§ **Aim of the exercise**
Take the listing and give it again exactly, from its first line to its last line.

§ **Dataset content**
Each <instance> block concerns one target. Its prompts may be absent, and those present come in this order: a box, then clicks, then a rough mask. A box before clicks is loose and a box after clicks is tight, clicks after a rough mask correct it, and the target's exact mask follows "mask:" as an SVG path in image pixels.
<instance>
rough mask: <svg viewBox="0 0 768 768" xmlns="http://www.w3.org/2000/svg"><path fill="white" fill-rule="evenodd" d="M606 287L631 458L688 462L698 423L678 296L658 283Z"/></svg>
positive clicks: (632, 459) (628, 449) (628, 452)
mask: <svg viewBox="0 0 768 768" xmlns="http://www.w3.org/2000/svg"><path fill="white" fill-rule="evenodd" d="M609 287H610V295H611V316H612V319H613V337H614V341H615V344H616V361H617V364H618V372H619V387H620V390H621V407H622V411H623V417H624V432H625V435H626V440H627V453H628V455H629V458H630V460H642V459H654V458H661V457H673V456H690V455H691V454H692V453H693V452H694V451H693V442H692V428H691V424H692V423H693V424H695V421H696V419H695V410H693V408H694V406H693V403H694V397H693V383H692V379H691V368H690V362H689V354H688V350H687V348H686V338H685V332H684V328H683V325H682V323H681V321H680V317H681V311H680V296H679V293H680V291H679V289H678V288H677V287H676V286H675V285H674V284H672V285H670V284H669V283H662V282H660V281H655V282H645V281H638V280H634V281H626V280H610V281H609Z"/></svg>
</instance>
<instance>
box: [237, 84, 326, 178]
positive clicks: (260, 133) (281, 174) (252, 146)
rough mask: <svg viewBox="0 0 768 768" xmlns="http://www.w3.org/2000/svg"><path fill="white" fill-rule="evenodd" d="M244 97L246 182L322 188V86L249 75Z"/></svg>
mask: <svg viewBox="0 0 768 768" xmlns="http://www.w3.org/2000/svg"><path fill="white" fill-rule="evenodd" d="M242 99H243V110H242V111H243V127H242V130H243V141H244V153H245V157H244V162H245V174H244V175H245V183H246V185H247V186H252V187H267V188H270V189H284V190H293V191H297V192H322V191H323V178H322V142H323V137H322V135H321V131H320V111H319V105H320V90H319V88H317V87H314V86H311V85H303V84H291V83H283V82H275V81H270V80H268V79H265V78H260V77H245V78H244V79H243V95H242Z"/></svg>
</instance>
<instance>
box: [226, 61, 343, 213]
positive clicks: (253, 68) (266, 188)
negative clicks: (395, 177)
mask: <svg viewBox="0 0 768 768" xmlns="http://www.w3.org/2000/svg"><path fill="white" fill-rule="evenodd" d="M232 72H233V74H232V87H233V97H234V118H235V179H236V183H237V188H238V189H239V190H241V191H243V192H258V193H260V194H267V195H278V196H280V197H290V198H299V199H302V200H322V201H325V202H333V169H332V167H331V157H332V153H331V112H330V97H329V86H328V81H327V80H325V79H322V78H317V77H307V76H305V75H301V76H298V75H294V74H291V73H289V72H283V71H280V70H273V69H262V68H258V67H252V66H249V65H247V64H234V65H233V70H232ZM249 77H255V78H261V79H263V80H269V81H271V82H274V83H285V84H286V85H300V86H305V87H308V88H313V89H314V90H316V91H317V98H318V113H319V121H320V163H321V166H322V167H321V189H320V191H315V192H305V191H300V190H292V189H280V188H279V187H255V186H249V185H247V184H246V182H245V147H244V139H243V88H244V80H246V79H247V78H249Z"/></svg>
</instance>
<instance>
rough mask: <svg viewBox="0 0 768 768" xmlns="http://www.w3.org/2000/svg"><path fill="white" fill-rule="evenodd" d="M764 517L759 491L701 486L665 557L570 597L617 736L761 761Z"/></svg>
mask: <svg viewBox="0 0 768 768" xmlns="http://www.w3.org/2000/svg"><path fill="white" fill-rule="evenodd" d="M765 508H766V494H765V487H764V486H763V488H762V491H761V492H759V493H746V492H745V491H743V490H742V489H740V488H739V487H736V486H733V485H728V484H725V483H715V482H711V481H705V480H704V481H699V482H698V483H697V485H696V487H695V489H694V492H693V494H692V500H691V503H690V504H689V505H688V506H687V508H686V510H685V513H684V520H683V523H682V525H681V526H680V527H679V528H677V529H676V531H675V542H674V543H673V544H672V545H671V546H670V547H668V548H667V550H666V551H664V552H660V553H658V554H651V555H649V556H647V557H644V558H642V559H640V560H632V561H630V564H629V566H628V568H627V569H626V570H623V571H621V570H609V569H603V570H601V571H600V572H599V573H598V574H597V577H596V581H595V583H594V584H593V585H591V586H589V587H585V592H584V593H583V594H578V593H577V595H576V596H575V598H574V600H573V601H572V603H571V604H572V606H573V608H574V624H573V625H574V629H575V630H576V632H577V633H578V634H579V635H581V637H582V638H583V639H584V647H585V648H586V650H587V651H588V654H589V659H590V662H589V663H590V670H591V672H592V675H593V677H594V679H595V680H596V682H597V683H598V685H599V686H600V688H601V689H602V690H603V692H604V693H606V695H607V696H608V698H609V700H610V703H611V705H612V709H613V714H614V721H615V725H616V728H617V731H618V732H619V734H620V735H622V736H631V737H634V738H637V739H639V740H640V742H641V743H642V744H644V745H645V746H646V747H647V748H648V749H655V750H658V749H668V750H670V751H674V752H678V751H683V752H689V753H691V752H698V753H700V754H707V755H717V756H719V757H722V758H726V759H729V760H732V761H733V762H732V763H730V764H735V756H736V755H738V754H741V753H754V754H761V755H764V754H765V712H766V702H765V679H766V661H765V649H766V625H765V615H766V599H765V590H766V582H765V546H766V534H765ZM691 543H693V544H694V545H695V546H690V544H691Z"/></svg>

§ **Expected answer**
Each <instance> block concerns one target. Its prompts may be absent, and those present come in this order: a box, then clicks, then a rough mask. A box before clicks is loose and a box after clicks is tight, clicks after a rough mask correct it, and the target's exact mask follows "mask:" as an SVG path in image pixels.
<instance>
rough mask: <svg viewBox="0 0 768 768" xmlns="http://www.w3.org/2000/svg"><path fill="white" fill-rule="evenodd" d="M606 287L631 458L688 462L698 423L678 296L658 283Z"/></svg>
positive clicks: (632, 459) (628, 449) (628, 452)
mask: <svg viewBox="0 0 768 768" xmlns="http://www.w3.org/2000/svg"><path fill="white" fill-rule="evenodd" d="M609 287H610V295H611V316H612V319H613V337H614V341H615V344H616V361H617V364H618V372H619V387H620V390H621V407H622V411H623V417H624V432H625V435H626V440H627V453H628V455H629V458H630V460H642V459H654V458H661V457H673V456H690V455H691V454H692V453H693V452H694V451H693V442H692V428H691V424H692V423H693V424H695V421H696V419H695V410H693V408H694V406H693V403H694V397H693V383H692V379H691V368H690V362H689V354H688V350H687V348H686V338H685V332H684V328H683V325H682V323H681V321H680V317H681V311H680V296H679V293H680V291H679V289H678V288H677V287H676V286H675V285H674V284H672V285H670V284H669V283H662V282H660V281H655V282H645V281H638V280H634V281H626V280H610V281H609Z"/></svg>
</instance>
<instance>
box: [237, 84, 326, 178]
positive clicks: (260, 133) (281, 174) (252, 146)
rough mask: <svg viewBox="0 0 768 768" xmlns="http://www.w3.org/2000/svg"><path fill="white" fill-rule="evenodd" d="M244 97L246 182L322 188V86L249 75Z"/></svg>
mask: <svg viewBox="0 0 768 768" xmlns="http://www.w3.org/2000/svg"><path fill="white" fill-rule="evenodd" d="M242 99H243V110H242V111H243V127H242V130H243V141H244V153H245V157H244V162H245V174H244V175H245V183H246V185H247V186H252V187H267V188H270V189H284V190H293V191H297V192H322V191H323V178H322V142H323V137H322V135H321V131H320V111H319V105H320V90H319V88H317V87H314V86H311V85H303V84H291V83H283V82H275V81H270V80H268V79H265V78H260V77H245V78H244V79H243V95H242Z"/></svg>
</instance>
<instance>
box: [226, 61, 343, 213]
positive clicks: (253, 68) (266, 188)
negative clicks: (395, 177)
mask: <svg viewBox="0 0 768 768" xmlns="http://www.w3.org/2000/svg"><path fill="white" fill-rule="evenodd" d="M232 72H233V74H232V87H233V97H234V118H235V179H236V183H237V188H238V189H239V190H241V191H243V192H258V193H260V194H267V195H278V196H280V197H290V198H299V199H302V200H322V201H325V202H333V169H332V167H331V157H332V153H331V112H330V97H329V86H328V81H327V80H325V79H322V78H317V77H307V76H305V75H301V76H298V75H294V74H291V73H289V72H283V71H280V70H273V69H262V68H258V67H252V66H249V65H247V64H234V65H233V70H232ZM249 77H255V78H261V79H263V80H269V81H271V82H274V83H285V84H286V85H300V86H305V87H308V88H313V89H314V90H316V91H317V98H318V113H319V121H320V163H321V166H322V167H321V189H320V191H315V192H305V191H300V190H292V189H280V188H279V187H255V186H249V185H247V184H246V182H245V147H244V139H243V88H244V80H246V79H247V78H249Z"/></svg>
</instance>
<instance>
rough mask: <svg viewBox="0 0 768 768" xmlns="http://www.w3.org/2000/svg"><path fill="white" fill-rule="evenodd" d="M764 517L759 491L701 486L665 557L570 597L617 736L761 761Z"/></svg>
mask: <svg viewBox="0 0 768 768" xmlns="http://www.w3.org/2000/svg"><path fill="white" fill-rule="evenodd" d="M765 508H766V494H765V487H764V486H763V488H762V491H761V492H759V493H746V492H745V491H743V490H742V489H740V488H739V487H736V486H733V485H728V484H725V483H715V482H711V481H705V480H704V481H699V482H698V483H697V485H696V487H695V489H694V492H693V494H692V500H691V503H690V504H689V505H688V506H687V508H686V510H685V513H684V520H683V523H682V525H681V526H680V527H679V528H677V529H676V531H675V542H674V543H673V544H672V545H671V546H670V547H668V548H667V550H666V551H664V552H660V553H658V554H651V555H649V556H647V557H644V558H642V559H640V560H632V561H630V564H629V566H628V568H627V569H626V570H623V571H621V570H609V569H603V570H601V571H600V572H599V573H598V574H597V577H596V581H595V583H594V584H593V585H591V586H589V587H585V592H584V593H583V594H578V593H577V595H576V596H575V598H574V600H573V601H572V603H571V604H572V606H573V608H574V624H573V625H574V629H575V630H576V632H577V633H578V634H579V635H581V637H582V638H583V639H584V647H585V648H586V650H587V651H588V654H589V659H590V662H589V663H590V670H591V672H592V675H593V677H594V679H595V680H596V682H597V683H598V685H599V686H600V688H601V689H602V690H603V692H604V693H606V695H607V696H608V698H609V700H610V703H611V705H612V709H613V714H614V721H615V725H616V728H617V731H618V732H619V734H620V735H622V736H631V737H634V738H637V739H639V740H640V742H641V743H642V744H644V745H645V746H646V747H647V748H648V749H655V750H658V749H668V750H670V751H674V752H678V751H683V752H689V753H691V752H698V753H700V754H707V755H717V756H719V757H722V758H726V759H729V760H732V761H733V762H732V763H730V764H735V756H736V755H738V754H741V753H754V754H761V755H764V754H765V712H766V702H765V679H766V661H765V649H766V625H765V615H766V599H765V590H766V582H765V546H766V534H765ZM691 543H693V544H694V545H695V546H690V544H691Z"/></svg>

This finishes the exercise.